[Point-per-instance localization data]
--- START ---

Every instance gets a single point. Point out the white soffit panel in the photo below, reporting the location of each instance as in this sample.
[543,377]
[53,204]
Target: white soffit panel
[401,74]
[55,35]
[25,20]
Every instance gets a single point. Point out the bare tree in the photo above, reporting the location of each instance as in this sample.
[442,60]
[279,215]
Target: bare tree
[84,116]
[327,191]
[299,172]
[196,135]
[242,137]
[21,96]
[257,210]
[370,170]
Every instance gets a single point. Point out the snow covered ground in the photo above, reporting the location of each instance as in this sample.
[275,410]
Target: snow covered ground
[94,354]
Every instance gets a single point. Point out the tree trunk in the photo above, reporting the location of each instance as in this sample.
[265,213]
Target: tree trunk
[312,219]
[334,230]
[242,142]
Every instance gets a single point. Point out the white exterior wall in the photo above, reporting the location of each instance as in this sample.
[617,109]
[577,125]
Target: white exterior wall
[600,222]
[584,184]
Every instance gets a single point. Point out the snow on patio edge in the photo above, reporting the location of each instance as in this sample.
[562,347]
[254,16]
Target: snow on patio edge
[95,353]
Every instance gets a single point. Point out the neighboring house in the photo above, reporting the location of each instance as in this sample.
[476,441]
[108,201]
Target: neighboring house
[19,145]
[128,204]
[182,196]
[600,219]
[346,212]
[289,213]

--- END ---

§ **Exercise brief**:
The answer must be the lines from the one containing "Target: snow covered ground" through the last line of the records, written out exactly; please include nothing more.

§ **Written response**:
Target: snow covered ground
[94,354]
Every instance gets a single point. Point out the tree trunk in the photo above, reporting the location of each instance as in this sample.
[265,213]
Target: tree trunk
[312,219]
[334,230]
[242,142]
Every instance gets a single point. Point out the white exterior wall in the photo above, reporting the location of each instance as in this sample.
[617,109]
[577,125]
Target: white exterior wall
[600,222]
[584,184]
Every instance gets a single point. Point out the snow on patio edge in the photo above, reporting the location of each instance as in this sample.
[562,347]
[254,16]
Target: snow on patio edge
[95,353]
Every instance gets a single point. Point out the neighboring house in the photo above, reporting the location of each instance as in this sample.
[476,441]
[108,201]
Target: neighboring house
[19,145]
[128,204]
[182,196]
[600,219]
[346,212]
[289,213]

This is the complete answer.